(Stored data)
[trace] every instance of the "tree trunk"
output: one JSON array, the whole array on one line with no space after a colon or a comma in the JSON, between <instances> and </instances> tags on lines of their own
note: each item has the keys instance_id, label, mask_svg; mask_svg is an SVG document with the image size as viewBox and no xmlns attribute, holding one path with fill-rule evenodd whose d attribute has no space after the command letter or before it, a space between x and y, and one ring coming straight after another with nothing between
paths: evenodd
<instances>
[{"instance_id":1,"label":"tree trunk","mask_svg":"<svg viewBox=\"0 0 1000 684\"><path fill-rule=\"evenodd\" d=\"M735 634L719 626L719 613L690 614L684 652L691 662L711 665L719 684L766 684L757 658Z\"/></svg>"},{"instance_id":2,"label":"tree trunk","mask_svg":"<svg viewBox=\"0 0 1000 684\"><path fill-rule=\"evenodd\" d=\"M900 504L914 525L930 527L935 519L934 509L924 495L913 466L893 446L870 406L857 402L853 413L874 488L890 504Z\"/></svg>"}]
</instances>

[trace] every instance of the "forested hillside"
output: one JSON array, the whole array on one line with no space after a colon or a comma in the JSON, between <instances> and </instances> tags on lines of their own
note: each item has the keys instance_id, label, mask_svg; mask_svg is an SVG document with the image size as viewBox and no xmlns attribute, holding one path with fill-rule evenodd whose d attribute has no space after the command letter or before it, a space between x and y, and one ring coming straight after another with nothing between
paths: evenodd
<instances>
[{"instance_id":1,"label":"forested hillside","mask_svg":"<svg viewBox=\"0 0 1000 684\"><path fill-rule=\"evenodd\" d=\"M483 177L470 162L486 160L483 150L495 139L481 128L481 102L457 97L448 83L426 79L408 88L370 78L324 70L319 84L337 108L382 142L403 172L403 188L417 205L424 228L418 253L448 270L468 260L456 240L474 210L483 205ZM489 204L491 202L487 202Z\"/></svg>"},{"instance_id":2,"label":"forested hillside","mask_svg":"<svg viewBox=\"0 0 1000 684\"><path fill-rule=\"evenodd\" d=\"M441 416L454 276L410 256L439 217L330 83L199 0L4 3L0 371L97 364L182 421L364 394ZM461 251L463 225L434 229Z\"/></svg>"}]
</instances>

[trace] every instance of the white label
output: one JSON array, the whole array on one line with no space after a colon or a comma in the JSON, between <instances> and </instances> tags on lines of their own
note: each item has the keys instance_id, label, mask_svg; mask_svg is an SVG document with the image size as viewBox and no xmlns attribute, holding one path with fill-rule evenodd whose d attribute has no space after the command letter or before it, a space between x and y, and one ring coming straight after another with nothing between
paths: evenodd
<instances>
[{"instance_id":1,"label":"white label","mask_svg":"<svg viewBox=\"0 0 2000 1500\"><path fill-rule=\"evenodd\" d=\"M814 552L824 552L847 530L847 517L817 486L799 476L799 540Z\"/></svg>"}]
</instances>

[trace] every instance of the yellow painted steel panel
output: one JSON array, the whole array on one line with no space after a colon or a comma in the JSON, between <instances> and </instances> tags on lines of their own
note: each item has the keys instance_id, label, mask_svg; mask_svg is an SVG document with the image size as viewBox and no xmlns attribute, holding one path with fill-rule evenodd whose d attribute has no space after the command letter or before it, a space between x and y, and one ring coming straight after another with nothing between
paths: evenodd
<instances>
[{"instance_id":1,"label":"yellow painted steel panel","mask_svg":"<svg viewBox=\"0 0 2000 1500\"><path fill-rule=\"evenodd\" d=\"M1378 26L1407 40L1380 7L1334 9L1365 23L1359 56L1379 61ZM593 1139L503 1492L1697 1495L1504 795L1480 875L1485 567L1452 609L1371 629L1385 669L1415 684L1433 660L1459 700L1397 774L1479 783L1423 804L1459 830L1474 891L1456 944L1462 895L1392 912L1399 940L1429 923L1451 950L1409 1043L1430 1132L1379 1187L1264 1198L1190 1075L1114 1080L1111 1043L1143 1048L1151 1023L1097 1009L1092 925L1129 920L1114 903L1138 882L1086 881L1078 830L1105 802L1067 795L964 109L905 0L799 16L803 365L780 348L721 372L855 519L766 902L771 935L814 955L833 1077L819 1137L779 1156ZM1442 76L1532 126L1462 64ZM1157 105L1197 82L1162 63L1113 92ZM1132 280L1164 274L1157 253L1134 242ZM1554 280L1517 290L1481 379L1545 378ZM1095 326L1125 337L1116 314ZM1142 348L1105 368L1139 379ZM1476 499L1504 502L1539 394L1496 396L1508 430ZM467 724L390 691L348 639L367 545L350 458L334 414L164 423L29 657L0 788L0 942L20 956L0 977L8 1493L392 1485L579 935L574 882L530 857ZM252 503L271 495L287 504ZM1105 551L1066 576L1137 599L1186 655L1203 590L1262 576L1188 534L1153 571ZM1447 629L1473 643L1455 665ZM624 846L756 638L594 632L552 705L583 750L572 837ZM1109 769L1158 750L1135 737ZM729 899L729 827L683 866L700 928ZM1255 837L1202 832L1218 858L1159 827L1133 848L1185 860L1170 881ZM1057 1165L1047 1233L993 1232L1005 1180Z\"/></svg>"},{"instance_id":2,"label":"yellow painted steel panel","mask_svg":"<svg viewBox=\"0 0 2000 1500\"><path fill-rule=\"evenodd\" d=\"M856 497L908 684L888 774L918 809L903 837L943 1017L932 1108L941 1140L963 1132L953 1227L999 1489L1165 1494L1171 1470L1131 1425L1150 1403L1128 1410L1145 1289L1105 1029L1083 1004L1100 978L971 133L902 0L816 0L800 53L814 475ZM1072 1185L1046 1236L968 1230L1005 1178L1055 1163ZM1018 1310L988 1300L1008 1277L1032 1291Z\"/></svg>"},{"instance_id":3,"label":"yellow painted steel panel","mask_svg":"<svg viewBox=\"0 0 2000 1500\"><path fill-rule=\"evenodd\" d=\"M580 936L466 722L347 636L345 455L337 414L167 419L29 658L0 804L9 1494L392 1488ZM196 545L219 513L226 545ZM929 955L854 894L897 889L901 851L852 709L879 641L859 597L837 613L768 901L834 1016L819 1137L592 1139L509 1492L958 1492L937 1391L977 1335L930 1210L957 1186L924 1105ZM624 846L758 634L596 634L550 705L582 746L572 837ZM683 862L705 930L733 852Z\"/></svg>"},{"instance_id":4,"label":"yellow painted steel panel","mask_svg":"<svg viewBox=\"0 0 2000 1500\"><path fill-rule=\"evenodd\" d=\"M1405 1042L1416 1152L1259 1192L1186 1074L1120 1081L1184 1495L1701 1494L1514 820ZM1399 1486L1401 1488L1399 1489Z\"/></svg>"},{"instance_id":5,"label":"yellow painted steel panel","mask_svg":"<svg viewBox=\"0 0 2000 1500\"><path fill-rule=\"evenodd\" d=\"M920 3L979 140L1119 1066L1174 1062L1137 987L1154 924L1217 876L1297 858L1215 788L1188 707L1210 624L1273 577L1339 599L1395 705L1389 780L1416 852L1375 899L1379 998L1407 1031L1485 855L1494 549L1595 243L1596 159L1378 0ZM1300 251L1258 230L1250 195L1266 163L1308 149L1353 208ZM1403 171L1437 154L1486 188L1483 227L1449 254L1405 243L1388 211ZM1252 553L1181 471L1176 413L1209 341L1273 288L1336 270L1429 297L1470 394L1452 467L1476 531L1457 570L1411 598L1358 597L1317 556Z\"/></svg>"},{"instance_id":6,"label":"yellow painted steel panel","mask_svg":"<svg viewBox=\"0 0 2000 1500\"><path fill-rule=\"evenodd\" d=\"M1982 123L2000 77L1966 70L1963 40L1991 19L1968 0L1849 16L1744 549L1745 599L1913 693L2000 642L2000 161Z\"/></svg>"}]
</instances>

- **Task requirements**:
Where a line of the data contains "trace", copy that line.

- **Exercise result**:
[trace] every instance of the "tree trunk"
[trace] every instance of the "forested hillside"
[trace] every instance of the white label
[trace] every instance of the yellow painted steel panel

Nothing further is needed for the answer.